» EXERCISE REQUIREMENTS:
From the first line of the entries below through the line holding "Target: engine cowling", write out every line exactly, please, and leave out the pictures.

» DATA SHOWN:
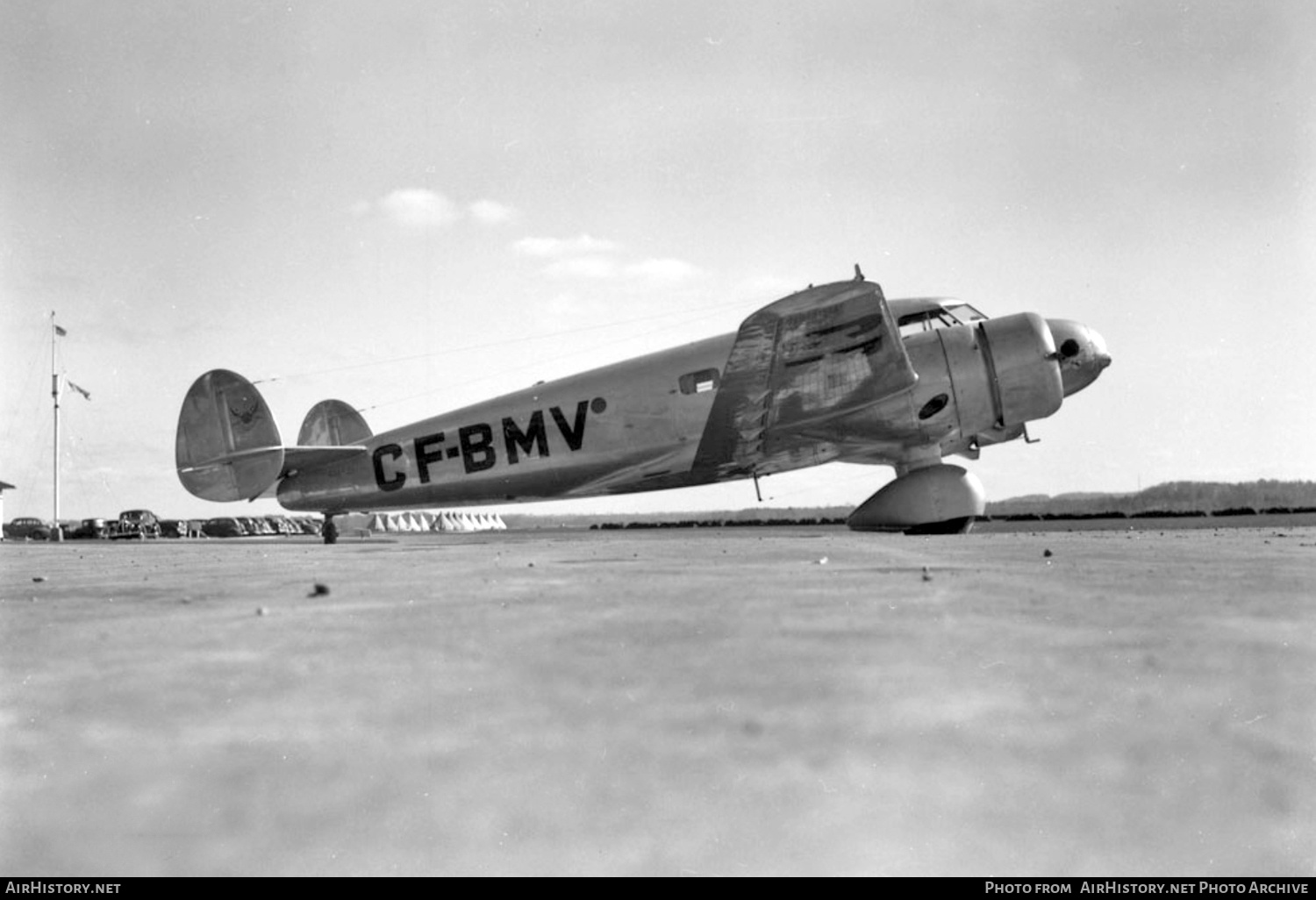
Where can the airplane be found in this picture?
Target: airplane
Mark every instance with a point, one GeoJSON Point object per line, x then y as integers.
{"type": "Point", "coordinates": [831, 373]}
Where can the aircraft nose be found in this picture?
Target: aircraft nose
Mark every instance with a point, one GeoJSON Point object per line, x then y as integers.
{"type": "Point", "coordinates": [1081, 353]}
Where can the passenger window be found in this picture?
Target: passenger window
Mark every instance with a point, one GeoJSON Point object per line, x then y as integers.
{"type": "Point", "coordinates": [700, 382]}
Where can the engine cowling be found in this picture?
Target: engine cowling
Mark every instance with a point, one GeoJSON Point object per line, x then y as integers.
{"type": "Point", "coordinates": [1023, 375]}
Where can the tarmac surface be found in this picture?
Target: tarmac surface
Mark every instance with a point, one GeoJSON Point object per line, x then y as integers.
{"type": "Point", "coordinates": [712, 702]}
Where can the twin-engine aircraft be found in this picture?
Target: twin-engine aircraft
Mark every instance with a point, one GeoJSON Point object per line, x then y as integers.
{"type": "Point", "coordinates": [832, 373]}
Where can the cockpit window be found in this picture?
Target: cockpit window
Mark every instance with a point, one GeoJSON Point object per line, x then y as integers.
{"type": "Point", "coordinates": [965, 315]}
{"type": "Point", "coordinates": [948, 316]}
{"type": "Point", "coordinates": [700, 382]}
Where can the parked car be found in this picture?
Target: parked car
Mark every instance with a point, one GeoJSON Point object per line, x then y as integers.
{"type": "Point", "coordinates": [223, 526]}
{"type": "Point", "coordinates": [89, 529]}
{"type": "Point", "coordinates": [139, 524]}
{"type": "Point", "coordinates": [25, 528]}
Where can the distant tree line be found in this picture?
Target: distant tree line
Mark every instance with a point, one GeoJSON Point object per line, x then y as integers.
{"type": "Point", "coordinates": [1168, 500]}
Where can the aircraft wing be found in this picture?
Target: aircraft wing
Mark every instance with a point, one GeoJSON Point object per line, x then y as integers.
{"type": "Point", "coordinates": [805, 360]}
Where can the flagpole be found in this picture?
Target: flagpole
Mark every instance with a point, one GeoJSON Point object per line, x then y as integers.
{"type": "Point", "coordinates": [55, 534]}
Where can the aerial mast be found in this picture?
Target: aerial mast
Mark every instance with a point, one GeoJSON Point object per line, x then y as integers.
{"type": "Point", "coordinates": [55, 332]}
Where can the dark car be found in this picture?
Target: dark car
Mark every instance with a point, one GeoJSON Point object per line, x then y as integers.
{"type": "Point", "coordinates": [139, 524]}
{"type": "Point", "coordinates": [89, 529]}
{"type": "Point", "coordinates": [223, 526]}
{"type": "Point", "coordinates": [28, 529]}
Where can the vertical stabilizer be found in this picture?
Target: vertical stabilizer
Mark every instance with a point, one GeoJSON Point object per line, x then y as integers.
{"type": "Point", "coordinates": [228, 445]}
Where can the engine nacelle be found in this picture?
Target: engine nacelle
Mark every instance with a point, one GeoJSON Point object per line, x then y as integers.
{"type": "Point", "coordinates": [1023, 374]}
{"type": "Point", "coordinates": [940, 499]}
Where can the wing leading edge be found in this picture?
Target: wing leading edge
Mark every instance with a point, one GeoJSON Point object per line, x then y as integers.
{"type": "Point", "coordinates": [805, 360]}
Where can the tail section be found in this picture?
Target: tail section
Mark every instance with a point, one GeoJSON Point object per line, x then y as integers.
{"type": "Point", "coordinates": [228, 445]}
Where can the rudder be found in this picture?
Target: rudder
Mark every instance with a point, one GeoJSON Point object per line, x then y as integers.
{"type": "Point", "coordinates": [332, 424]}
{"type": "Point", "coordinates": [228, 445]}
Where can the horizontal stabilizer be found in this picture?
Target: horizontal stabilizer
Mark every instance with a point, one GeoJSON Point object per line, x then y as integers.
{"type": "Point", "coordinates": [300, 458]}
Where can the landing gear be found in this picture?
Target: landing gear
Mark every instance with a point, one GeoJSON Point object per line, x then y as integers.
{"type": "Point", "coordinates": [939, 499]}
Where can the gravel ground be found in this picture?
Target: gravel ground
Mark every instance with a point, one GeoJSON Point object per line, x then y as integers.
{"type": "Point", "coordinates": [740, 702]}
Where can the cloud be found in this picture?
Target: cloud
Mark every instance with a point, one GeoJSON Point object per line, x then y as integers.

» ANSWER:
Where can the airplane be found in this picture?
Target: airplane
Mark every instance with a point, one GeoJSON Point object per line, x then y as integers.
{"type": "Point", "coordinates": [831, 373]}
Where can the aircraft nose be found in this picture?
Target: aircraft nose
Mark every instance with a point, one GeoJSON Point object per line, x then y as integers.
{"type": "Point", "coordinates": [1081, 353]}
Where can the passenger window be found in this picture?
Target: passenger window
Mark every instance with a point, one GeoJSON Point object per line, x then y as integers.
{"type": "Point", "coordinates": [700, 382]}
Where can the engine cowling be found in this picture?
Target: engine cowling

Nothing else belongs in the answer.